Text extract =
— START —

May 21, 2008

  • Loose keys

    Loose keys are one of the sure signs that you’re imminently moving.  Your contact lens solution sits alone as the last surviving representative from the bathroom regiment.  Well, except for his partner, the contact lens case.  Your laptop has survived, too, because it’s charging up for the early morning departure and you can’t possibly pack it away yet.  You will need to look up some detail at the last minute.  Your sheets are gone, and you’re probably going to sleep in your clothes.  Related, you hope that Old Spice works for 24 hours, since the thing is packed away and just to be safe, you put it with all the other dangerous multiple-ounce supplies.  Just remember to triple check your phone’s alarm, because your real alarm clock is packed away.  And sleep a little, if you’re lucky.

    moving

    The coffee mug is to save thirty cents.  And the trees.

May 15, 2008

  • Can Hillary still win?

    News organizations are good at making it seem like a horse race that’s still kind of neck-in-neck. It’s good for fairness amongst the candidates, and it’s good for encouraging people to watch the news. But I wanted some straight answers. Vikas mentioned Intrade, where people can go buy stock in particular outcomes. They’ve got Obama at 91.6% right now. But still, that’s just a market, and markets aren’t always right.

    So, is there a better way to end the discussion? Yes. The following table, I think, ends the dispute.

    Obama will win the Democratic nomination.

    *Updated*

    election-update

    Here’s how it works:

    • Take the current delegate status, minus superdelegates.
    • Take recent polls for the next two all remaining contests (Kentucky, Oregon, Puerto Rico, Montana, South Dakota), and give Hillary every single undecided voter. (This will not happen in reality unless she singlehandedly prevents a terrorist attack or Obama reveals a new strategy of “hopelessness,” with the catchphrase “no we can’t!”)
    • Obama ends up on top, 1702 to 1588.
    • Even if you include MI & FL, Obama ends up on top, 1771 to 1766.

    In order for Hillary to win, then, 62% of the undecided superdelegates would have to decide to go against the popular vote. And remember, the real number will be higher than that because every assumption here heavily favored Clinton. Will this happen? No. I’d go buy some Intrade stock if I were you.

  • Running versus walking

    Today I was running for a while in Central Park.  It’s nice to run when all of the Olympic athletes aren’t out in fancy running gear, lapping you, while their hearts thump along at a chill 65 bpm.

    But anyway, if you aren’t an Olympic athlete, I think you have to put a decent amount of mental focus into running.  I can’t really focus on anything moderately complex when running.  The good news is you’re boosting your cardiovascular system and improving muscle tone.  And your exercise goes by faster.

— END —

Short task = Translate this sentence from the blog excerpt into Spanish: "Today I was running for a while in Central Park." The rows that follow are separate material unrelated to the blog excerpt.

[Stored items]
— START —

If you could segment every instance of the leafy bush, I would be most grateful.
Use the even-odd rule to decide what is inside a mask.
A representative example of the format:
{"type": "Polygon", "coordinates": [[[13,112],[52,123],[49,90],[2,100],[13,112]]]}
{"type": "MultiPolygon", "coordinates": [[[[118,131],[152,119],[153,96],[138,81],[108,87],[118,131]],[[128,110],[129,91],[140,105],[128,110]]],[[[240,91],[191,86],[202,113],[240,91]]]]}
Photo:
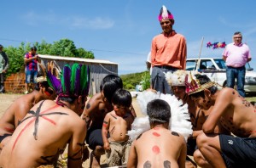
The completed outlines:
{"type": "Polygon", "coordinates": [[[127,90],[135,89],[136,85],[142,84],[143,89],[146,90],[150,87],[150,75],[149,71],[143,71],[133,74],[127,74],[120,76],[124,88],[127,90]],[[132,86],[132,87],[131,87],[132,86]]]}

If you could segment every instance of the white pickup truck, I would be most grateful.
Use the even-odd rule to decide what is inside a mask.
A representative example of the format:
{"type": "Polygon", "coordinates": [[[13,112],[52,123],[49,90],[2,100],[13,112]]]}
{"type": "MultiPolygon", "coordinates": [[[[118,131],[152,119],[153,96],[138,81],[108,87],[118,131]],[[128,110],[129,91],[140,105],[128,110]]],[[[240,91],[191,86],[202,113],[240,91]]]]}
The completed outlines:
{"type": "MultiPolygon", "coordinates": [[[[245,92],[256,95],[256,72],[248,63],[246,70],[245,92]]],[[[212,81],[222,87],[226,86],[226,65],[222,58],[188,59],[186,70],[198,70],[206,74],[212,81]]]]}

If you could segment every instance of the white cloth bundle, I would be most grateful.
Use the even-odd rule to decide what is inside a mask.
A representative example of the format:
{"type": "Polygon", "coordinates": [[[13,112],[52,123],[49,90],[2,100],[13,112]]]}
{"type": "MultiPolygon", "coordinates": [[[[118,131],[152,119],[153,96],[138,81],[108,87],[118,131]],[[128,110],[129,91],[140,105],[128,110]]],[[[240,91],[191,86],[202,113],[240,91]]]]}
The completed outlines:
{"type": "Polygon", "coordinates": [[[189,121],[190,117],[188,104],[183,105],[181,100],[177,100],[175,96],[172,96],[171,94],[155,93],[150,91],[140,92],[137,98],[141,108],[141,112],[145,116],[135,119],[131,125],[131,130],[128,132],[130,140],[135,140],[140,134],[150,129],[148,115],[147,114],[147,104],[154,99],[162,99],[169,104],[172,114],[169,129],[172,132],[177,132],[182,134],[185,141],[187,141],[188,137],[193,132],[191,122],[189,121]]]}

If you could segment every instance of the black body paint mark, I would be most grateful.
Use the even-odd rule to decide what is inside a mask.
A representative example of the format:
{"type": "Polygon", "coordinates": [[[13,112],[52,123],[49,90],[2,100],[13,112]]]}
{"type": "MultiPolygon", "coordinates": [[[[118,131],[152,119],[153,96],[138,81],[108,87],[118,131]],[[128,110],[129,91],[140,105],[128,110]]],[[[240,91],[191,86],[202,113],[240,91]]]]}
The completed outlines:
{"type": "Polygon", "coordinates": [[[137,137],[136,138],[136,140],[138,140],[141,137],[142,137],[143,133],[139,136],[137,136],[137,137]]]}
{"type": "Polygon", "coordinates": [[[143,165],[143,168],[150,168],[151,167],[151,163],[150,161],[146,161],[143,165]]]}
{"type": "Polygon", "coordinates": [[[111,114],[111,116],[113,116],[114,119],[117,119],[116,116],[113,115],[112,114],[111,114]]]}
{"type": "Polygon", "coordinates": [[[171,162],[169,160],[164,161],[164,167],[165,168],[171,168],[171,162]]]}
{"type": "Polygon", "coordinates": [[[45,115],[68,115],[67,114],[61,113],[61,112],[51,112],[51,113],[48,113],[48,114],[41,114],[40,115],[41,108],[42,108],[42,105],[43,105],[44,102],[44,100],[40,104],[40,105],[37,109],[36,112],[34,112],[32,110],[28,111],[28,114],[32,114],[32,115],[25,118],[24,120],[22,120],[20,122],[20,124],[21,124],[23,121],[26,120],[27,119],[35,117],[35,129],[34,129],[34,132],[33,132],[33,136],[34,136],[35,140],[38,140],[38,129],[39,117],[42,117],[44,120],[48,120],[48,121],[49,121],[49,122],[51,122],[52,124],[55,125],[55,122],[53,121],[52,120],[49,120],[49,119],[46,118],[45,115]]]}
{"type": "Polygon", "coordinates": [[[73,154],[72,156],[68,156],[68,159],[73,160],[82,160],[82,156],[83,156],[83,150],[84,150],[84,146],[85,143],[77,143],[79,146],[81,147],[81,149],[79,150],[77,153],[75,153],[74,154],[73,154]],[[74,158],[76,155],[78,155],[79,154],[81,154],[81,157],[79,158],[74,158]]]}
{"type": "Polygon", "coordinates": [[[172,135],[179,137],[178,133],[177,133],[176,132],[172,132],[172,135]]]}
{"type": "Polygon", "coordinates": [[[114,129],[115,129],[115,126],[113,126],[113,127],[112,128],[112,130],[110,131],[110,133],[111,133],[111,134],[113,134],[114,129]]]}
{"type": "Polygon", "coordinates": [[[44,161],[44,165],[53,165],[55,167],[57,166],[57,161],[59,155],[64,152],[63,149],[57,150],[57,153],[51,156],[41,156],[40,158],[44,161]]]}
{"type": "Polygon", "coordinates": [[[86,109],[90,109],[90,104],[87,104],[86,109]]]}
{"type": "Polygon", "coordinates": [[[251,104],[249,102],[247,102],[247,100],[242,100],[242,104],[246,106],[246,107],[250,107],[251,104]]]}

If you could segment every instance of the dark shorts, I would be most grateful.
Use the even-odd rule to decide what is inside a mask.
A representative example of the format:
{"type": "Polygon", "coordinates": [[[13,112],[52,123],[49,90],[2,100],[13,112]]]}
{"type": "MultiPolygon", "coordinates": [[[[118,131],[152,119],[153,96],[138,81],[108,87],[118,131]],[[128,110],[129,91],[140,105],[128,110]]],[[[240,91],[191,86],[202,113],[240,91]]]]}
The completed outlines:
{"type": "Polygon", "coordinates": [[[193,156],[194,152],[197,148],[196,139],[188,138],[187,142],[187,155],[193,156]]]}
{"type": "Polygon", "coordinates": [[[256,167],[256,137],[241,138],[221,134],[219,143],[228,168],[256,167]]]}
{"type": "Polygon", "coordinates": [[[89,128],[86,135],[86,143],[92,150],[94,150],[96,146],[103,146],[102,129],[89,128]]]}
{"type": "Polygon", "coordinates": [[[33,83],[37,83],[38,70],[26,70],[26,83],[30,83],[32,80],[33,83]]]}
{"type": "Polygon", "coordinates": [[[7,137],[12,136],[12,134],[5,133],[3,136],[0,136],[0,143],[7,137]]]}
{"type": "Polygon", "coordinates": [[[168,71],[174,72],[177,69],[173,67],[158,67],[154,66],[150,78],[150,83],[153,88],[160,92],[172,95],[172,88],[166,80],[166,73],[168,71]]]}

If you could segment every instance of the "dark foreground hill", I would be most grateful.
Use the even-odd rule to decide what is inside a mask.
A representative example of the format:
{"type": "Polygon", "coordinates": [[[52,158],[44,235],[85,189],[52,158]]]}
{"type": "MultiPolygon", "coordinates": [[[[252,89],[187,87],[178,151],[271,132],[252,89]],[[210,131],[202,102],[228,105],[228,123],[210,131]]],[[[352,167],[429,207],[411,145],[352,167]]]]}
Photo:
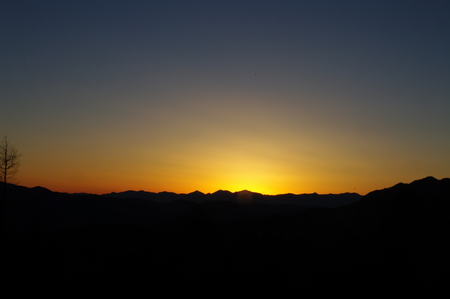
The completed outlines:
{"type": "Polygon", "coordinates": [[[2,241],[17,296],[448,295],[450,179],[337,208],[15,192],[2,241]]]}

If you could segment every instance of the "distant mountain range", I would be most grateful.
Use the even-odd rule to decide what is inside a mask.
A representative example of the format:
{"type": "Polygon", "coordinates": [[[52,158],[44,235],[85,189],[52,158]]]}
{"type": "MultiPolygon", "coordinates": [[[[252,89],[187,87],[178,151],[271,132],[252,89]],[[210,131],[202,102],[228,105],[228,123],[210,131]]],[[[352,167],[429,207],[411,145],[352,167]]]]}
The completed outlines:
{"type": "Polygon", "coordinates": [[[5,290],[20,277],[55,298],[450,295],[448,178],[362,197],[8,187],[5,290]]]}
{"type": "Polygon", "coordinates": [[[155,202],[169,202],[173,200],[188,200],[196,203],[205,201],[226,201],[233,203],[264,203],[264,204],[287,204],[302,206],[324,206],[337,207],[356,202],[361,199],[361,195],[357,193],[342,194],[280,194],[280,195],[263,195],[248,190],[239,192],[230,192],[226,190],[218,190],[214,193],[202,193],[195,191],[188,194],[177,194],[172,192],[146,192],[146,191],[125,191],[119,193],[103,194],[106,197],[115,198],[140,198],[152,200],[155,202]]]}

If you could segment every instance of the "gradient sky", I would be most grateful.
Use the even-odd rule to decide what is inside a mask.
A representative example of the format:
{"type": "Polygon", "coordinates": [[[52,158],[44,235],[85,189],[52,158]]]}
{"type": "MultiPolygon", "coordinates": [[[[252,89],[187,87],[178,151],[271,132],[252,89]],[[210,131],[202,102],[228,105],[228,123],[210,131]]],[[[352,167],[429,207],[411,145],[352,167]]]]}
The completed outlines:
{"type": "Polygon", "coordinates": [[[450,176],[449,1],[1,1],[24,186],[366,194],[450,176]]]}

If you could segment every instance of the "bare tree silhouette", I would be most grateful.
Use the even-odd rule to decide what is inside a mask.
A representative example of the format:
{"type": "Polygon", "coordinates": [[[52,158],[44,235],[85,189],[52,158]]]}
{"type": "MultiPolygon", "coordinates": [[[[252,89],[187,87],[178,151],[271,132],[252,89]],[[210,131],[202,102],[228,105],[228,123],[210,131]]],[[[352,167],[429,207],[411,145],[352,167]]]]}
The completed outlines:
{"type": "MultiPolygon", "coordinates": [[[[15,175],[19,170],[20,156],[22,154],[9,143],[5,135],[0,142],[0,179],[3,183],[3,190],[0,203],[0,217],[3,217],[8,184],[16,184],[15,175]]],[[[2,218],[0,218],[2,219],[2,218]]]]}

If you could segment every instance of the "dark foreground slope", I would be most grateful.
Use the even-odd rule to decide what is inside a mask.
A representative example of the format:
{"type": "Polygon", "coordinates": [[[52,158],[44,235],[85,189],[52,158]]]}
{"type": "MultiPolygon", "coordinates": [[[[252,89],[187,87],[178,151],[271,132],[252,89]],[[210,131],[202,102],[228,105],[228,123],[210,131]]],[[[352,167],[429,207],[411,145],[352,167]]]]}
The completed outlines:
{"type": "Polygon", "coordinates": [[[14,225],[3,238],[5,285],[19,282],[18,293],[30,288],[66,298],[150,297],[160,291],[165,297],[219,298],[448,293],[449,179],[399,184],[333,209],[270,206],[276,212],[267,212],[269,205],[126,205],[118,199],[96,201],[83,211],[87,205],[79,201],[79,209],[67,205],[73,200],[68,195],[38,191],[46,201],[30,198],[11,208],[7,220],[14,225]],[[63,207],[57,204],[61,200],[63,207]],[[74,223],[68,207],[83,221],[74,223]],[[21,212],[33,220],[27,223],[21,212]],[[103,212],[109,216],[97,214],[103,212]],[[114,213],[116,220],[131,213],[139,221],[111,221],[114,213]],[[17,217],[23,227],[13,221],[17,217]],[[143,223],[147,218],[153,220],[143,223]]]}

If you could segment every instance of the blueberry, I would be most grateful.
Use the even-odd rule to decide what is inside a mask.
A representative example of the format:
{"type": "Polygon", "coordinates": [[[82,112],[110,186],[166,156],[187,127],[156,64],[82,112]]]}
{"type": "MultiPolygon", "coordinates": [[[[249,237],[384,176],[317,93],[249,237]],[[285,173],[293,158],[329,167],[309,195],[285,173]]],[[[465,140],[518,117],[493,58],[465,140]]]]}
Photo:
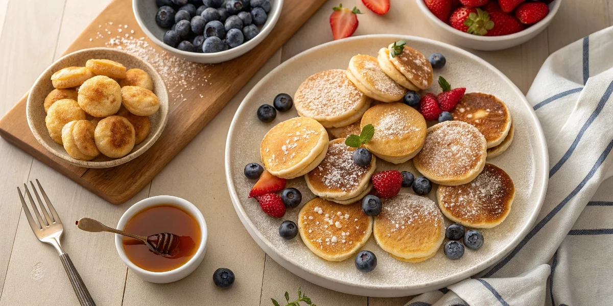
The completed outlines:
{"type": "Polygon", "coordinates": [[[279,226],[279,236],[284,239],[289,240],[298,234],[298,226],[293,221],[286,220],[279,226]]]}
{"type": "Polygon", "coordinates": [[[249,4],[251,7],[261,7],[267,13],[270,12],[270,1],[268,0],[251,0],[249,4]]]}
{"type": "Polygon", "coordinates": [[[434,53],[430,55],[428,58],[428,61],[430,61],[430,64],[432,65],[432,68],[435,69],[438,69],[440,68],[443,68],[445,65],[445,63],[447,62],[447,60],[445,59],[445,57],[443,56],[441,53],[434,53]]]}
{"type": "Polygon", "coordinates": [[[230,29],[226,34],[226,43],[230,46],[230,48],[236,48],[241,45],[244,40],[243,31],[238,29],[230,29]]]}
{"type": "Polygon", "coordinates": [[[166,34],[164,34],[163,40],[164,43],[175,48],[179,43],[179,42],[181,41],[181,35],[176,31],[170,30],[167,31],[166,34]]]}
{"type": "Polygon", "coordinates": [[[196,35],[202,35],[204,33],[204,27],[207,26],[207,23],[204,22],[204,18],[201,16],[196,15],[192,18],[189,23],[191,26],[192,32],[196,35]]]}
{"type": "MultiPolygon", "coordinates": [[[[227,24],[227,21],[226,24],[227,24]]],[[[260,30],[259,30],[257,27],[253,24],[249,24],[243,28],[243,35],[245,36],[245,40],[251,40],[251,39],[253,39],[253,37],[255,37],[259,33],[260,30]]]]}
{"type": "Polygon", "coordinates": [[[360,272],[370,272],[377,266],[377,256],[370,251],[360,251],[356,255],[356,267],[360,272]]]}
{"type": "Polygon", "coordinates": [[[158,10],[155,14],[155,22],[162,28],[169,28],[175,23],[175,9],[164,6],[158,10]]]}
{"type": "Polygon", "coordinates": [[[425,195],[432,190],[432,182],[425,176],[420,176],[413,181],[413,191],[419,195],[425,195]]]}
{"type": "Polygon", "coordinates": [[[356,165],[365,167],[370,164],[370,161],[373,160],[373,154],[365,148],[360,147],[353,151],[351,159],[356,165]]]}
{"type": "Polygon", "coordinates": [[[219,39],[226,38],[226,29],[224,29],[224,24],[219,20],[213,20],[204,27],[204,37],[219,37],[219,39]]]}
{"type": "Polygon", "coordinates": [[[279,94],[275,97],[272,105],[279,111],[287,111],[294,105],[294,99],[287,94],[279,94]]]}
{"type": "Polygon", "coordinates": [[[230,15],[236,15],[243,10],[243,1],[241,0],[229,0],[226,2],[226,9],[230,15]]]}
{"type": "Polygon", "coordinates": [[[402,176],[402,187],[409,187],[413,184],[415,176],[413,176],[413,173],[409,171],[402,171],[400,173],[400,175],[402,176]]]}
{"type": "Polygon", "coordinates": [[[294,208],[302,201],[302,193],[295,188],[286,188],[281,193],[281,200],[287,208],[294,208]]]}
{"type": "Polygon", "coordinates": [[[421,96],[417,92],[409,91],[408,92],[405,94],[405,99],[403,101],[405,102],[405,104],[409,106],[418,107],[421,99],[421,96]]]}
{"type": "Polygon", "coordinates": [[[253,24],[256,26],[260,26],[266,23],[266,20],[268,19],[268,15],[264,9],[260,7],[254,7],[251,9],[251,18],[253,19],[253,24]]]}
{"type": "Polygon", "coordinates": [[[483,245],[483,235],[476,230],[468,230],[464,234],[464,245],[471,250],[477,250],[483,245]]]}
{"type": "Polygon", "coordinates": [[[454,223],[447,227],[445,236],[449,240],[458,241],[464,236],[464,226],[461,224],[454,223]]]}
{"type": "Polygon", "coordinates": [[[243,21],[243,26],[248,26],[251,24],[251,14],[247,12],[241,12],[237,15],[241,20],[243,21]]]}
{"type": "Polygon", "coordinates": [[[375,216],[381,212],[381,200],[378,196],[368,195],[362,199],[362,211],[366,215],[375,216]]]}
{"type": "Polygon", "coordinates": [[[460,259],[464,255],[464,246],[460,242],[450,240],[445,244],[443,248],[445,256],[450,259],[460,259]]]}
{"type": "Polygon", "coordinates": [[[227,268],[219,268],[213,272],[213,282],[218,287],[229,288],[234,283],[234,272],[227,268]]]}
{"type": "Polygon", "coordinates": [[[441,114],[438,115],[438,122],[444,122],[445,121],[449,121],[454,119],[454,116],[451,115],[451,113],[449,111],[443,111],[441,113],[441,114]]]}
{"type": "Polygon", "coordinates": [[[262,122],[270,122],[276,117],[276,110],[274,107],[264,104],[257,108],[257,119],[262,122]]]}
{"type": "Polygon", "coordinates": [[[202,12],[202,13],[200,14],[200,16],[204,19],[204,21],[208,23],[213,20],[219,20],[219,13],[217,12],[216,9],[213,9],[212,7],[207,8],[202,12]]]}
{"type": "Polygon", "coordinates": [[[226,31],[230,31],[230,29],[238,29],[240,30],[243,28],[243,21],[238,16],[233,15],[226,20],[224,28],[226,31]]]}

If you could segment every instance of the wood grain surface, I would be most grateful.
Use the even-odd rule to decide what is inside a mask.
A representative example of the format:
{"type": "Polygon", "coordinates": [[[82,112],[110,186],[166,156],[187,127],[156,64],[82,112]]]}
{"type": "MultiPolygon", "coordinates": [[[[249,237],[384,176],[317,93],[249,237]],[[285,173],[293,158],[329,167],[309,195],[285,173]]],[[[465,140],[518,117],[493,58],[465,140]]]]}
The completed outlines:
{"type": "MultiPolygon", "coordinates": [[[[533,40],[508,50],[474,53],[500,69],[526,92],[549,54],[609,26],[613,20],[613,0],[562,1],[552,24],[533,40]]],[[[359,0],[342,1],[343,6],[357,6],[365,13],[359,17],[360,25],[355,35],[398,33],[440,39],[438,30],[430,27],[414,0],[391,1],[392,9],[385,16],[372,13],[359,0]]],[[[110,2],[10,0],[7,5],[6,0],[0,0],[0,10],[7,9],[0,12],[0,24],[4,24],[0,34],[0,115],[13,107],[40,72],[110,2]],[[28,21],[27,26],[24,21],[28,21]]],[[[270,306],[270,298],[283,299],[286,291],[295,296],[299,286],[319,306],[402,306],[410,300],[409,297],[381,299],[343,294],[289,272],[251,239],[234,212],[223,176],[226,135],[242,99],[283,61],[331,40],[328,18],[331,8],[340,2],[325,3],[245,86],[237,89],[238,93],[191,142],[123,204],[109,204],[0,140],[0,235],[4,237],[0,239],[0,306],[78,305],[57,253],[36,239],[21,211],[15,187],[36,178],[67,225],[62,239],[64,248],[99,305],[270,306]],[[157,195],[191,201],[208,225],[210,240],[204,261],[194,274],[177,283],[158,285],[142,281],[117,256],[112,235],[85,233],[69,226],[69,221],[82,217],[113,225],[131,204],[157,195]],[[219,267],[232,269],[237,275],[235,285],[228,290],[218,289],[212,284],[212,272],[219,267]]],[[[613,179],[603,184],[613,187],[613,179]]]]}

— END —

Complete output = Hoy estuve corriendo un rato en Central Park.